▶ _SELECTED TEXT_:
You’ll discover how hybrid types are like Swiss Army knives 🔧 - versatile tools that adapt to different situations. Whether you’re building jQuery-style libraries 💰, creating fluent APIs 🌊, or designing plugin systems 🔌, understanding hybrid types opens up powerful architectural patterns.
By the end of this tutorial, you’ll be confidently creating objects that blur the lines between functions, constructors, and regular objects! Let’s explore this type flexibility! 🏊♂️
📚 Understanding Hybrid Types
🤔 What are Hybrid Types?
Hybrid types are TypeScript’s way of representing JavaScript objects that exhibit multiple behaviors. Since JavaScript functions are objects, they can have properties, be called, and even be used as constructors - all at the same time!

▶ _GIVEN PROBLEM_:
Reproduce word for word everything in the passage on hybrid types from "Hybrid types are TypeScript’s" down to "the same time!". The data that comes after has no connection to the text above.

▶ _EXTRACTED INFORMATION_:
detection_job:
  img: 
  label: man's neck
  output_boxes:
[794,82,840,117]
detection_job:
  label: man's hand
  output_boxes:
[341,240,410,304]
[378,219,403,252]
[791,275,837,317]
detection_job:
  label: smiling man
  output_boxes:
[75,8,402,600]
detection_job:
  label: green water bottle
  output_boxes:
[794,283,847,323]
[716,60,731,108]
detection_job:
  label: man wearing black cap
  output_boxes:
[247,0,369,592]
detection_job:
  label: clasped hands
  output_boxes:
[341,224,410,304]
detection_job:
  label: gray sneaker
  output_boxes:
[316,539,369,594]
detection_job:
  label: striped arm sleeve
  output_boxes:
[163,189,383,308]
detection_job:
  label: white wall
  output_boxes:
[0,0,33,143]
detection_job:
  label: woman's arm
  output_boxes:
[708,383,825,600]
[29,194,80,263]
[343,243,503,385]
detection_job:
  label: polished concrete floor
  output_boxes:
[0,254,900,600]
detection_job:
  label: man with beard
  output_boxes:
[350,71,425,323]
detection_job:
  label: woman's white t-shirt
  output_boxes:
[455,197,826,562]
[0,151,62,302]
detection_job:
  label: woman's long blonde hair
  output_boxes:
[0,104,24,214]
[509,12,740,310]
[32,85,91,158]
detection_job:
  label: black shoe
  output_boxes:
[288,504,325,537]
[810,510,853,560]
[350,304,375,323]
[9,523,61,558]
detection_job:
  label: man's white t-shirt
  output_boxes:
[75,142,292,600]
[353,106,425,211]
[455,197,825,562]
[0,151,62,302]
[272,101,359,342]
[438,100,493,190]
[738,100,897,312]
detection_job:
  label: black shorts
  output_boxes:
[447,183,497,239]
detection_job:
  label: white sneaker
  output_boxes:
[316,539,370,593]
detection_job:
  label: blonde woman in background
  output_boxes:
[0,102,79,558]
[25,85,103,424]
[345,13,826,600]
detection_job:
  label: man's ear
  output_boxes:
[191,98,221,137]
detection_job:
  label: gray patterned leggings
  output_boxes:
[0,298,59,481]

* * *

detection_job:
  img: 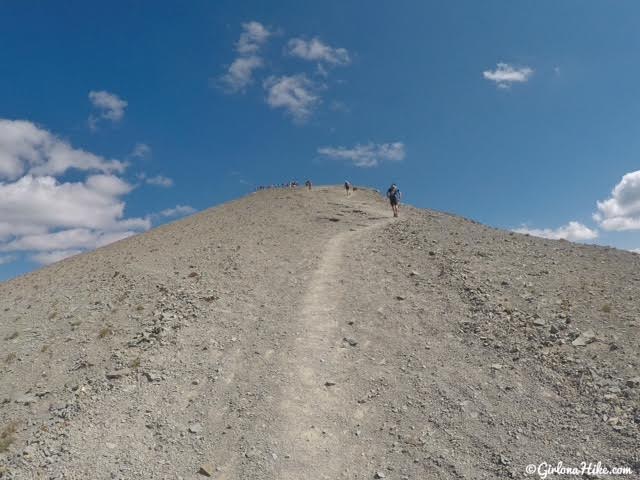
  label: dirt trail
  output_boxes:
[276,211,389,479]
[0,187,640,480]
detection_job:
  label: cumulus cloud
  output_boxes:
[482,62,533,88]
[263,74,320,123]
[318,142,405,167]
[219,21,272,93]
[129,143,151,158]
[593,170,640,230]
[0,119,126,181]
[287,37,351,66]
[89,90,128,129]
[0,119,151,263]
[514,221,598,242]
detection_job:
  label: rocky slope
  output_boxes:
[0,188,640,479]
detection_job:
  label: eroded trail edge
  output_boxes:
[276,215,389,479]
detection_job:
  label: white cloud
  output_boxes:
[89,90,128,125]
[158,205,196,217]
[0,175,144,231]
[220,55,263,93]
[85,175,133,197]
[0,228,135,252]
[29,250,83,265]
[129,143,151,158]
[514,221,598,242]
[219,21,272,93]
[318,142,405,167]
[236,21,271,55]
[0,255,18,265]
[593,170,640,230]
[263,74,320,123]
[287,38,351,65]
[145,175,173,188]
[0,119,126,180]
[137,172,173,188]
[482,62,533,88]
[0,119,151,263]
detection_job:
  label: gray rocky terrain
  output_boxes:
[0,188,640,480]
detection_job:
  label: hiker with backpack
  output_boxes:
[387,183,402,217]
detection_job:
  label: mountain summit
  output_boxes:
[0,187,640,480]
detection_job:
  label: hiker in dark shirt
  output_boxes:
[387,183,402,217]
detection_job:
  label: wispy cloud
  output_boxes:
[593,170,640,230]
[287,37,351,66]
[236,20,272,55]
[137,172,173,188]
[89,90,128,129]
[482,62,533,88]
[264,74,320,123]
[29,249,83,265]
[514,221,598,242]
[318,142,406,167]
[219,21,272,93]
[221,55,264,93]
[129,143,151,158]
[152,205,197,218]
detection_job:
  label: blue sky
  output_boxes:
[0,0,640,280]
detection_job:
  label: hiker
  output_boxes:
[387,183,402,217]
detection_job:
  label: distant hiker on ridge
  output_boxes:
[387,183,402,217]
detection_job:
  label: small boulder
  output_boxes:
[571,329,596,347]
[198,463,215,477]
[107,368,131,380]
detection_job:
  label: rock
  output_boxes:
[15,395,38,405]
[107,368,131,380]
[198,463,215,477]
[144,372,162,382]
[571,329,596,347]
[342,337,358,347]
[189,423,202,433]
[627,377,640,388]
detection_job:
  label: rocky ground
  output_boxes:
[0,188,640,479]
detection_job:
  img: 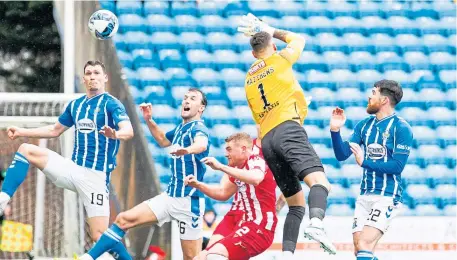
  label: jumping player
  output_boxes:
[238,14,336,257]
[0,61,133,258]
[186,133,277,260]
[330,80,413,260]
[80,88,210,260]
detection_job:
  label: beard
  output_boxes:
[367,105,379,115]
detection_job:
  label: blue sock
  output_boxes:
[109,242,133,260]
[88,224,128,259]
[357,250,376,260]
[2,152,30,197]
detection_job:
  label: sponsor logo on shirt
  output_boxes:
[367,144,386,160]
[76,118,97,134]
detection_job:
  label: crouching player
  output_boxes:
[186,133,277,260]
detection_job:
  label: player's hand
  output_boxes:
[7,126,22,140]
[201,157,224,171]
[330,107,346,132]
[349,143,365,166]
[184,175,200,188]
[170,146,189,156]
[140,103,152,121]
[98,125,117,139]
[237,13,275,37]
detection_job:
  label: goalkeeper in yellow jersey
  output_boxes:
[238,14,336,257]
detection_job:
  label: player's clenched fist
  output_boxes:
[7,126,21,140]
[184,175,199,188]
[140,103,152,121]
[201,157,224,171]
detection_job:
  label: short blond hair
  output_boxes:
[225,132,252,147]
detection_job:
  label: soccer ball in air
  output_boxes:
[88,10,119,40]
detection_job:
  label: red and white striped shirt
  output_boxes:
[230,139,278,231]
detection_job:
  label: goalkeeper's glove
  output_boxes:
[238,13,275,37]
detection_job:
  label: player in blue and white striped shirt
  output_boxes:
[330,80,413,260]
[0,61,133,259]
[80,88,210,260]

--

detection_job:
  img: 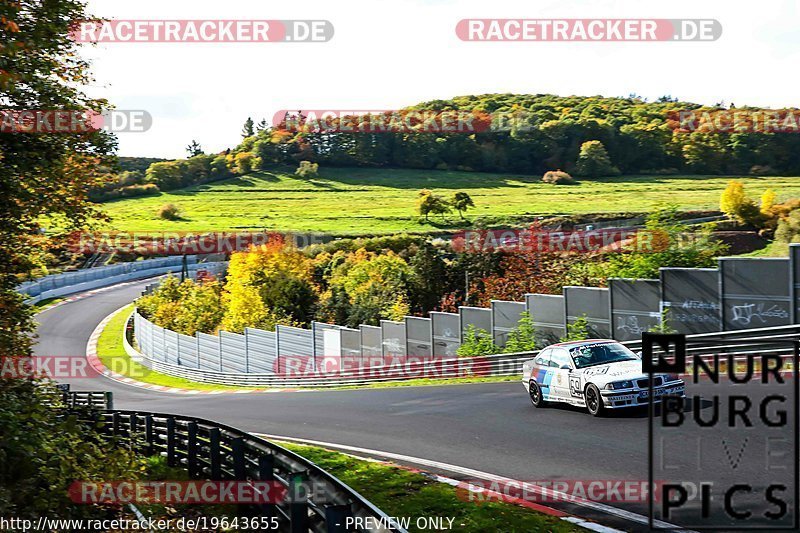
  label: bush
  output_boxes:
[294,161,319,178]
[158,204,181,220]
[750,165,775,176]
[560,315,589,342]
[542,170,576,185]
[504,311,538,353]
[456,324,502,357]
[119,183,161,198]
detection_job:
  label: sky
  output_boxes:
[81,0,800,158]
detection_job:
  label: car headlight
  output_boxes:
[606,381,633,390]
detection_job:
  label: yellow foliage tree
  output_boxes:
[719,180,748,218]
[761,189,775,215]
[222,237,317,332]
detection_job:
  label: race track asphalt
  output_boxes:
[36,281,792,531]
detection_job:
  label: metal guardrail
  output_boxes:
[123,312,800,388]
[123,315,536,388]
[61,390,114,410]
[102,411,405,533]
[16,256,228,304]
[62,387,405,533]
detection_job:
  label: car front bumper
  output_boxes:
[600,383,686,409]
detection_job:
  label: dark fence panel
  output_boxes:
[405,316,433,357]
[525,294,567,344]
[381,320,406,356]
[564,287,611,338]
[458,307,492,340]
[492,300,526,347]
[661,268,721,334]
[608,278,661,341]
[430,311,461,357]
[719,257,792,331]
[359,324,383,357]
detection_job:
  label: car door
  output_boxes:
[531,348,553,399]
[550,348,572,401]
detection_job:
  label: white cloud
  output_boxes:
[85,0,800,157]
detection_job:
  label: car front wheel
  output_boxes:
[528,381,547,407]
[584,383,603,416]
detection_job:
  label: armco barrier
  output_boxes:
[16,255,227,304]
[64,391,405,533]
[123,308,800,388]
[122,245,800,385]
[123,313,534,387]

▶ _EXERCISE SOLUTION_:
Hybrid types are TypeScript’s way of representing JavaScript objects that exhibit multiple behaviors. Since JavaScript functions are objects, they can have properties, be called, and even be used as constructors - all at the same time!